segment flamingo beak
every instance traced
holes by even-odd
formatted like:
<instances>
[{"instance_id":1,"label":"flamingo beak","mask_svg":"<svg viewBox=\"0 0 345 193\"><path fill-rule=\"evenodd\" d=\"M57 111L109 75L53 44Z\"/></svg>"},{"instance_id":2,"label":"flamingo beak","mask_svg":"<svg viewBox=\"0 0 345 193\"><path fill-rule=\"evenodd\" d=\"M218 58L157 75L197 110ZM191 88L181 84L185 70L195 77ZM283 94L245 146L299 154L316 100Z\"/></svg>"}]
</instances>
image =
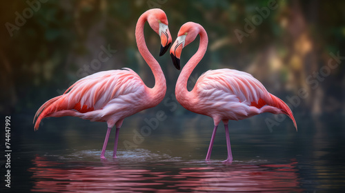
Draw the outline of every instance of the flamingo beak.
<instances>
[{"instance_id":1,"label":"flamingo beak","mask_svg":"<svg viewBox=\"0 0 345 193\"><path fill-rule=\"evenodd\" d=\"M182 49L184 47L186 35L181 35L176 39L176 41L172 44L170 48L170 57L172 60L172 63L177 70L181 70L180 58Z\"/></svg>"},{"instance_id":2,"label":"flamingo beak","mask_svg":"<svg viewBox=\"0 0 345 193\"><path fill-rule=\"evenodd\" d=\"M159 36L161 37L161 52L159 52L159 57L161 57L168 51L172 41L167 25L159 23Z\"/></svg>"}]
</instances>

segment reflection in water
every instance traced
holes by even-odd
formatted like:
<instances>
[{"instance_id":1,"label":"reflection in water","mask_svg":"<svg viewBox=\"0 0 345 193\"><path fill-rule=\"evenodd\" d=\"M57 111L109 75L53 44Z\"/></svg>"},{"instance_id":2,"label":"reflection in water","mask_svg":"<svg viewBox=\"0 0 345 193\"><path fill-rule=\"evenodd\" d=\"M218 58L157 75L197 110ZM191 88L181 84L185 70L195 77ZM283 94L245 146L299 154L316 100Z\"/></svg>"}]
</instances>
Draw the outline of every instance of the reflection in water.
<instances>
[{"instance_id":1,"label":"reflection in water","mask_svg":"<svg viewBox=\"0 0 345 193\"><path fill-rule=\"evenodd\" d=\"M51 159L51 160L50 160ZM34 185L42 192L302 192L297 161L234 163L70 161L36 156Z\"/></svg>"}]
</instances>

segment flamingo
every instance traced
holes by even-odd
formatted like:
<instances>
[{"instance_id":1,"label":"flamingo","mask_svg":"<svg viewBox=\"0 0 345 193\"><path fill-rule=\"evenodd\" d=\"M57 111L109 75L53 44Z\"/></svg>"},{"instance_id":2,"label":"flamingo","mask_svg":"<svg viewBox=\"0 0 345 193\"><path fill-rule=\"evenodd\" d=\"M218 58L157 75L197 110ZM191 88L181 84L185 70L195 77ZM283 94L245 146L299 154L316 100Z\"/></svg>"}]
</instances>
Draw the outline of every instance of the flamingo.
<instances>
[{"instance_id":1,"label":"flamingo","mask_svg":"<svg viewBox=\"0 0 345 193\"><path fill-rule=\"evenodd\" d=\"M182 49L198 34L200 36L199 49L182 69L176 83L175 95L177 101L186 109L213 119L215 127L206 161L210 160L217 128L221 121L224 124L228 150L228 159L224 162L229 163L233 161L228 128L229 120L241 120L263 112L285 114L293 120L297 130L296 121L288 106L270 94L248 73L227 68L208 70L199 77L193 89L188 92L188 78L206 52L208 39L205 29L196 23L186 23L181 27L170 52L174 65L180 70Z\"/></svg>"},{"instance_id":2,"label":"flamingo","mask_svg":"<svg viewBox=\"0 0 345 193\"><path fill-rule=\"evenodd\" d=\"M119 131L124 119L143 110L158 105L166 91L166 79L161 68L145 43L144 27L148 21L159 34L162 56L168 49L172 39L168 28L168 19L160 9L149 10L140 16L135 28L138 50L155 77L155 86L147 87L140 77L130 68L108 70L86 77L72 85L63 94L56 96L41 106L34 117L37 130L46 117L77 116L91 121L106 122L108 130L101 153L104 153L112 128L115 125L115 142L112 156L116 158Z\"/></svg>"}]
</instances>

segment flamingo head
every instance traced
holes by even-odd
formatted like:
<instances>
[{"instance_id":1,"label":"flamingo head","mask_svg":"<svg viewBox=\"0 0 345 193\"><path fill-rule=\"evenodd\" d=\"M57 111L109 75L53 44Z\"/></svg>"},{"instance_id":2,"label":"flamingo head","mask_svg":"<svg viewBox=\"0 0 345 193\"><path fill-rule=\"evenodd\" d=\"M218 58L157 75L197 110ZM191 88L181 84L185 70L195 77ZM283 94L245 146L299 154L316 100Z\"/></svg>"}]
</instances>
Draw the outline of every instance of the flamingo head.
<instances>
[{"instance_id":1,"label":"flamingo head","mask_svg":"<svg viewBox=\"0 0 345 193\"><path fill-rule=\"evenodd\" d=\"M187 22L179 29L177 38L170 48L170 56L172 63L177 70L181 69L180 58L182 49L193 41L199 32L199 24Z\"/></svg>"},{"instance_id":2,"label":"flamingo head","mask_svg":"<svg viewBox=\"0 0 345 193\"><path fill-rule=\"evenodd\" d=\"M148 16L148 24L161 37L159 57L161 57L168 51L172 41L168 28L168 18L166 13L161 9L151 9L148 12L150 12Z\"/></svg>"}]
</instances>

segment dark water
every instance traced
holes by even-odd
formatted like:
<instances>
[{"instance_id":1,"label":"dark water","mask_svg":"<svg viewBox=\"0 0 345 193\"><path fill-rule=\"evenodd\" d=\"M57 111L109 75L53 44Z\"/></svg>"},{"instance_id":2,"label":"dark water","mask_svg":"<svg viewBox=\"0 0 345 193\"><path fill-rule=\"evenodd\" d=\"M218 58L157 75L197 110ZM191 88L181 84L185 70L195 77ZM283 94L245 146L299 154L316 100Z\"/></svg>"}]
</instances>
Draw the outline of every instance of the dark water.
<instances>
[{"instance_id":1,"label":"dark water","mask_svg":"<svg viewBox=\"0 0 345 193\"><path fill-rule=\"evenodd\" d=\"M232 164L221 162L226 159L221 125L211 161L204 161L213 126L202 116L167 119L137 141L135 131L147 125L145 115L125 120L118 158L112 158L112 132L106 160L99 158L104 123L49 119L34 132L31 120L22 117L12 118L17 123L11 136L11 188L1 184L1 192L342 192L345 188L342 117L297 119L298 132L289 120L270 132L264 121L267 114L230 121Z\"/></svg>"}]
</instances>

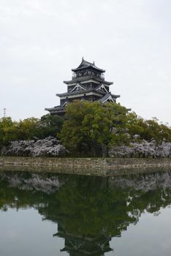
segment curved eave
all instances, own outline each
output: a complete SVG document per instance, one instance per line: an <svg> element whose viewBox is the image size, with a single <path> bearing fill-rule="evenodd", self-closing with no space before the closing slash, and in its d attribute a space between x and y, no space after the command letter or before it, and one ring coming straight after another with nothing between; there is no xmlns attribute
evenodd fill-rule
===============
● **YOUR GOAL**: Recast the material above as a Markdown table with the columns Row and Line, numbering each line and skipping blank lines. Leave the pictures out of the answer.

● **ANSWER FOR THIS EXERCISE**:
| Row | Line |
|---|---|
| 1 | segment flamingo beak |
| 2 | every instance traced |
| 3 | holes by even-odd |
| 4 | formatted like: |
| 5 | <instances> |
| 6 | [{"instance_id":1,"label":"flamingo beak","mask_svg":"<svg viewBox=\"0 0 345 193\"><path fill-rule=\"evenodd\" d=\"M57 111L109 75L53 44Z\"/></svg>"},{"instance_id":2,"label":"flamingo beak","mask_svg":"<svg viewBox=\"0 0 345 193\"><path fill-rule=\"evenodd\" d=\"M218 58L157 75L197 110ZM191 88L181 84L185 70L195 77ZM283 94L245 146L299 154L316 100Z\"/></svg>"}] |
| 7 | </instances> |
| 8 | image = |
| 9 | Draw the outline of every instance of the flamingo beak. |
| 10 | <instances> |
| 11 | [{"instance_id":1,"label":"flamingo beak","mask_svg":"<svg viewBox=\"0 0 345 193\"><path fill-rule=\"evenodd\" d=\"M182 49L184 47L186 35L181 35L176 39L176 41L172 44L170 48L170 57L172 60L172 63L177 70L181 70L180 58Z\"/></svg>"},{"instance_id":2,"label":"flamingo beak","mask_svg":"<svg viewBox=\"0 0 345 193\"><path fill-rule=\"evenodd\" d=\"M159 36L161 37L161 52L159 52L159 57L161 57L168 51L172 41L167 25L159 23Z\"/></svg>"}] |
| 12 | </instances> |
| 13 | segment reflection in water |
| 14 | every instance traced |
| 15 | holes by even-odd |
| 16 | formatted like: |
| 17 | <instances> |
| 18 | [{"instance_id":1,"label":"reflection in water","mask_svg":"<svg viewBox=\"0 0 345 193\"><path fill-rule=\"evenodd\" d=\"M57 111L109 75L53 44Z\"/></svg>"},{"instance_id":2,"label":"reflection in water","mask_svg":"<svg viewBox=\"0 0 345 193\"><path fill-rule=\"evenodd\" d=\"M218 58L157 75L197 110ZM191 88L181 84L185 70L195 77ZM283 94L245 146L299 154L316 100Z\"/></svg>"}] |
| 19 | </instances> |
| 20 | Draw the outline of every instance of the reflection in water. |
| 21 | <instances> |
| 22 | [{"instance_id":1,"label":"reflection in water","mask_svg":"<svg viewBox=\"0 0 345 193\"><path fill-rule=\"evenodd\" d=\"M51 159L51 160L50 160ZM34 185L42 192L302 192L297 161L234 163L70 161L36 156Z\"/></svg>"}] |
| 23 | </instances> |
| 24 | segment flamingo |
| 25 | every instance traced |
| 26 | holes by even-odd |
| 27 | formatted like: |
| 28 | <instances> |
| 29 | [{"instance_id":1,"label":"flamingo","mask_svg":"<svg viewBox=\"0 0 345 193\"><path fill-rule=\"evenodd\" d=\"M57 111L109 75L53 44Z\"/></svg>"},{"instance_id":2,"label":"flamingo","mask_svg":"<svg viewBox=\"0 0 345 193\"><path fill-rule=\"evenodd\" d=\"M218 58L157 75L197 110ZM191 88L181 84L185 70L195 77ZM283 94L245 146L299 154L316 100Z\"/></svg>"}] |
| 30 | </instances> |
| 31 | Draw the outline of every instance of the flamingo. |
| 32 | <instances> |
| 33 | [{"instance_id":1,"label":"flamingo","mask_svg":"<svg viewBox=\"0 0 345 193\"><path fill-rule=\"evenodd\" d=\"M182 49L198 34L200 36L199 49L182 69L176 83L175 95L177 101L186 109L213 119L215 127L206 161L210 160L217 128L221 121L224 124L228 150L228 159L224 162L229 163L233 161L228 128L229 120L241 120L263 112L285 114L293 120L297 130L296 121L288 106L270 94L248 73L227 68L208 70L199 77L193 89L188 92L188 78L206 52L208 39L205 29L196 23L186 23L181 27L170 52L174 65L180 70Z\"/></svg>"},{"instance_id":2,"label":"flamingo","mask_svg":"<svg viewBox=\"0 0 345 193\"><path fill-rule=\"evenodd\" d=\"M119 131L124 119L143 110L158 105L166 91L166 79L161 68L145 43L144 27L148 21L159 34L162 56L168 49L172 39L168 28L168 19L160 9L149 10L140 16L135 28L138 50L155 77L155 86L147 87L140 77L130 68L108 70L86 77L72 85L63 94L56 96L41 106L34 117L37 130L46 117L77 116L91 121L106 122L108 130L101 153L104 153L112 128L115 125L115 142L112 156L116 158Z\"/></svg>"}] |
| 34 | </instances> |
| 35 | segment flamingo head |
| 36 | every instance traced |
| 37 | holes by even-odd |
| 38 | formatted like: |
| 39 | <instances> |
| 40 | [{"instance_id":1,"label":"flamingo head","mask_svg":"<svg viewBox=\"0 0 345 193\"><path fill-rule=\"evenodd\" d=\"M57 111L109 75L53 44Z\"/></svg>"},{"instance_id":2,"label":"flamingo head","mask_svg":"<svg viewBox=\"0 0 345 193\"><path fill-rule=\"evenodd\" d=\"M218 58L157 75L197 110ZM191 88L181 84L185 70L195 77ZM283 94L245 146L299 154L316 100Z\"/></svg>"}] |
| 41 | </instances> |
| 42 | Draw the outline of every instance of the flamingo head. |
| 43 | <instances> |
| 44 | [{"instance_id":1,"label":"flamingo head","mask_svg":"<svg viewBox=\"0 0 345 193\"><path fill-rule=\"evenodd\" d=\"M187 22L179 29L177 38L170 48L170 56L172 63L177 70L181 69L180 58L182 49L193 41L199 32L199 24Z\"/></svg>"},{"instance_id":2,"label":"flamingo head","mask_svg":"<svg viewBox=\"0 0 345 193\"><path fill-rule=\"evenodd\" d=\"M148 16L148 24L161 37L159 57L161 57L168 51L172 41L168 28L168 18L166 13L161 9L151 9L148 12L150 12Z\"/></svg>"}] |
| 45 | </instances> |
| 46 | segment dark water |
| 47 | every instance traced |
| 48 | holes by even-odd |
| 49 | formatted like: |
| 50 | <instances> |
| 51 | [{"instance_id":1,"label":"dark water","mask_svg":"<svg viewBox=\"0 0 345 193\"><path fill-rule=\"evenodd\" d=\"M57 111L109 75L53 44Z\"/></svg>"},{"instance_id":2,"label":"dark water","mask_svg":"<svg viewBox=\"0 0 345 193\"><path fill-rule=\"evenodd\" d=\"M218 58L157 75L197 110ZM191 88L181 84L185 70L195 77ZM283 94L245 146L299 154L316 100Z\"/></svg>"}] |
| 52 | </instances> |
| 53 | Draw the outline of every instance of the dark water. |
| 54 | <instances> |
| 55 | [{"instance_id":1,"label":"dark water","mask_svg":"<svg viewBox=\"0 0 345 193\"><path fill-rule=\"evenodd\" d=\"M232 164L221 162L226 159L221 125L211 161L204 161L213 126L202 116L167 119L137 141L135 131L147 125L145 115L125 120L118 158L112 158L112 132L106 160L99 158L104 123L49 119L34 132L31 120L22 117L12 118L17 123L11 136L11 188L1 184L1 192L342 192L345 188L342 117L297 119L298 132L289 120L270 132L264 121L267 114L230 121Z\"/></svg>"}] |
| 56 | </instances> |
| 57 | segment curved eave |
| 58 | all instances, own outline each |
| 59 | output: a complete SVG document per instance, one instance per line: an <svg> element whose viewBox is the image size, with a single <path> bearing fill-rule="evenodd", self-closing with no space before the closing slash, and in its d attribute a space between x and y, no space after the command letter or before it, and one ring coming straight after another with nothing between; there is no xmlns attribute |
| 60 | evenodd fill-rule |